### PAGE TEXT
= Beginning of Section =

May 18, 2022 – A visit to Mutira Farmers’ Cooperative Society, a Fairtrade certified coffee producer group on the slopes of Mount Kenya, reveals how Fairtrade Africa’s work to propel the growth and development of young farmers is bearing fruit.
The Central Kenyan highlands boast rich agricultural land whose acidic soils and favourable climate play a vital role in the country’s agricultural and economic output. Many of Kenya’s major agricultural exports, such as coffee, tea and cut flowers are grown in this region.
In the past, coffee was Kenya’s main cash crop export. In the late 1980s the country exported more than 150,000 tonnes of coffee beans; by 2021 exports had plummeted to 40,000 tonnes and threaten to fall even further. Mismanagement, poor policies, and the ageing coffee farmer population all play a role in the decline. The average Kenyan coffee farmer is 60 years old. Most young people consider farming to be a profession for old people and have no interest in working in agriculture. Instead, many of them migrate from rural areas in search of opportunities in cities and urban centres – where they face an uncertain future. Many young people are unemployed or working in low-paying positions.
Making farming attractive for young people is vital for the economy, for food security and for providing youth with decent jobs and livelihoods. That’s why providing opportunities for young people is a key part of Fairtrade’s 2021-2025 global strategy. As part of this, Fairtrade Africa launched an East Africa Youth Project, to create more opportunities for young people in the coffee value chain.

= End of Section =

### EXERCISE SET
**1)** From the Kenyan coffee article, quote the passage that begins at the words "Making farming attractive" and stops after the words "coffee value chain.".
**2)** Summarize the Kenyan coffee article in two sentences.

### SUPPLIED RECORDS
= Beginning of Section =

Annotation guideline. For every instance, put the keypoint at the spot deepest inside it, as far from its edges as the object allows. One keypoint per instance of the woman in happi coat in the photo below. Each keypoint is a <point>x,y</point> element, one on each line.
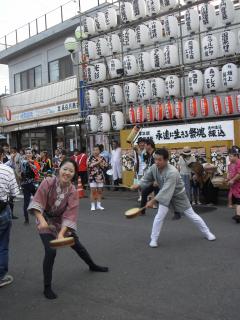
<point>55,204</point>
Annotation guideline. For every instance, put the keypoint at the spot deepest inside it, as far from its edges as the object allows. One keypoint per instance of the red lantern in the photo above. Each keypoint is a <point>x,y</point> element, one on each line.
<point>169,111</point>
<point>179,109</point>
<point>228,105</point>
<point>192,107</point>
<point>204,106</point>
<point>159,111</point>
<point>150,113</point>
<point>217,105</point>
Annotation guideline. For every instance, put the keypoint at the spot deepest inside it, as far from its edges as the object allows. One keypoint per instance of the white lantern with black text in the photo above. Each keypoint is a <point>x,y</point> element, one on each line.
<point>104,97</point>
<point>114,67</point>
<point>126,11</point>
<point>117,120</point>
<point>157,58</point>
<point>130,92</point>
<point>192,51</point>
<point>210,47</point>
<point>208,16</point>
<point>139,9</point>
<point>116,94</point>
<point>104,122</point>
<point>114,43</point>
<point>195,81</point>
<point>100,73</point>
<point>92,123</point>
<point>155,31</point>
<point>226,11</point>
<point>111,18</point>
<point>130,65</point>
<point>158,88</point>
<point>100,22</point>
<point>172,83</point>
<point>171,55</point>
<point>212,79</point>
<point>144,63</point>
<point>192,20</point>
<point>228,43</point>
<point>144,90</point>
<point>230,75</point>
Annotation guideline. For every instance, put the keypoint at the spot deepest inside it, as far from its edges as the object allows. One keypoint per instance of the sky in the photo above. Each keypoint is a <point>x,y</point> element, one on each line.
<point>15,13</point>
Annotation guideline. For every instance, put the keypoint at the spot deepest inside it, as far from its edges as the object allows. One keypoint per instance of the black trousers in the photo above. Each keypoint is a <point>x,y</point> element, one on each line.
<point>145,193</point>
<point>50,254</point>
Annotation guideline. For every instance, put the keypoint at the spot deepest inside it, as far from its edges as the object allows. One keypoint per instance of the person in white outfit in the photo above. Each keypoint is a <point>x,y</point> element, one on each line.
<point>116,163</point>
<point>172,192</point>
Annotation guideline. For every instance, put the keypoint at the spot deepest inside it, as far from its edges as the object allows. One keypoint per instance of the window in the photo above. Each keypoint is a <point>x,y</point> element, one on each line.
<point>28,79</point>
<point>60,69</point>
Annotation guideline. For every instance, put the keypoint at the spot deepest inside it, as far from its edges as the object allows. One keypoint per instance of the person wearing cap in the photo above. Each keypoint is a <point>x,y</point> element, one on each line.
<point>234,179</point>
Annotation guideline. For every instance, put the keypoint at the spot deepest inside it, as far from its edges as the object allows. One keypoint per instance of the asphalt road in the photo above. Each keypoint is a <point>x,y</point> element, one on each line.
<point>185,278</point>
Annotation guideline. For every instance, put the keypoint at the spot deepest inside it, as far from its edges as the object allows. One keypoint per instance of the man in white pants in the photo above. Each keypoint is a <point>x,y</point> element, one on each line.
<point>172,192</point>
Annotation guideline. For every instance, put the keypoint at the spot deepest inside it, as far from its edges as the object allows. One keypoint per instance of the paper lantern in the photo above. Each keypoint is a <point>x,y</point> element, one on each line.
<point>130,65</point>
<point>228,105</point>
<point>126,11</point>
<point>171,27</point>
<point>104,122</point>
<point>210,47</point>
<point>156,58</point>
<point>114,43</point>
<point>114,67</point>
<point>111,18</point>
<point>92,123</point>
<point>139,9</point>
<point>230,75</point>
<point>192,51</point>
<point>89,26</point>
<point>226,11</point>
<point>116,94</point>
<point>117,120</point>
<point>89,49</point>
<point>171,55</point>
<point>144,63</point>
<point>208,15</point>
<point>172,85</point>
<point>169,110</point>
<point>204,107</point>
<point>228,43</point>
<point>91,98</point>
<point>212,79</point>
<point>104,97</point>
<point>158,88</point>
<point>195,81</point>
<point>140,114</point>
<point>159,111</point>
<point>192,20</point>
<point>130,92</point>
<point>142,35</point>
<point>178,109</point>
<point>153,6</point>
<point>100,22</point>
<point>155,31</point>
<point>129,39</point>
<point>150,113</point>
<point>132,114</point>
<point>102,47</point>
<point>144,90</point>
<point>192,107</point>
<point>100,73</point>
<point>217,105</point>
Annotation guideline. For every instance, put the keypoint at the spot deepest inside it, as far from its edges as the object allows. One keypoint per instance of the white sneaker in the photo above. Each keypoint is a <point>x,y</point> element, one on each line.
<point>153,244</point>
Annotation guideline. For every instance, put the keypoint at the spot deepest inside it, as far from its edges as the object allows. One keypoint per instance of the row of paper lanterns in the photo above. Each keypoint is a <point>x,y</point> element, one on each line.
<point>104,21</point>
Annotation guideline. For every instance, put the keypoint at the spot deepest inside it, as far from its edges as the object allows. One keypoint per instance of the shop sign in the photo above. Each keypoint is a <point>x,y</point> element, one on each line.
<point>209,131</point>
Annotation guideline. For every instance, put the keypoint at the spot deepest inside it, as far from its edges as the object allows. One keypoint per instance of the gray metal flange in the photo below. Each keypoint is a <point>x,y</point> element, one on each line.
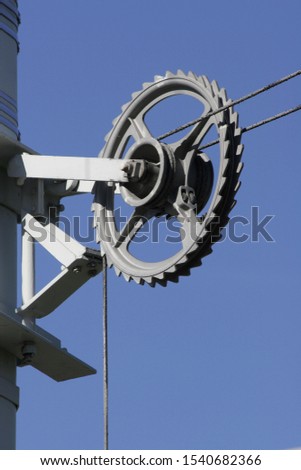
<point>169,179</point>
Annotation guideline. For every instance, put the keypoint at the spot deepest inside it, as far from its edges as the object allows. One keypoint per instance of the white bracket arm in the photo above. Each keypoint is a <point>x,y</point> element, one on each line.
<point>79,264</point>
<point>67,168</point>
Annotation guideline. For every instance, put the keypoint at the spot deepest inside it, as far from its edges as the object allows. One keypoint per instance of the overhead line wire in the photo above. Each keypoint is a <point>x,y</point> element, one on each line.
<point>231,104</point>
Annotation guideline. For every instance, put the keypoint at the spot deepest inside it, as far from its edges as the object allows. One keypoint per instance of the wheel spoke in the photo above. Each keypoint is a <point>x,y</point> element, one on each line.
<point>190,227</point>
<point>193,138</point>
<point>139,129</point>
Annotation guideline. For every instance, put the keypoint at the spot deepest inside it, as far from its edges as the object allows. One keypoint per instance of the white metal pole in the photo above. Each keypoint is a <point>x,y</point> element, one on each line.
<point>9,393</point>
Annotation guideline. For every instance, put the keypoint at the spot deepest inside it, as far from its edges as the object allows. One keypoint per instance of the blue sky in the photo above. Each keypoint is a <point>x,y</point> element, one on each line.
<point>212,362</point>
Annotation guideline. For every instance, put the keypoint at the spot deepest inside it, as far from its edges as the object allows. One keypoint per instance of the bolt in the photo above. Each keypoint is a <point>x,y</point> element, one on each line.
<point>92,272</point>
<point>184,196</point>
<point>192,197</point>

= End of Section =

### RESULTS BY TASK
**1)**
Making farming attractive for young people is vital for the economy, for food security and for providing youth with decent jobs and livelihoods. That’s why providing opportunities for young people is a key part of Fairtrade’s 2021-2025 global strategy. As part of this, Fairtrade Africa launched an East Africa Youth Project, to create more opportunities for young people in the coffee value chain.

**2)** Kenya's coffee exports fell from more than 150,000 tonnes in the late 1980s to 40,000 tonnes by 2021. The decline is attributed to mismanagement, poor policies and an aging farmer population, while Fairtrade has made opportunities for young people a key part of its 2021-2025 global strategy and Fairtrade Africa has launched an East Africa Youth Project in the coffee value chain.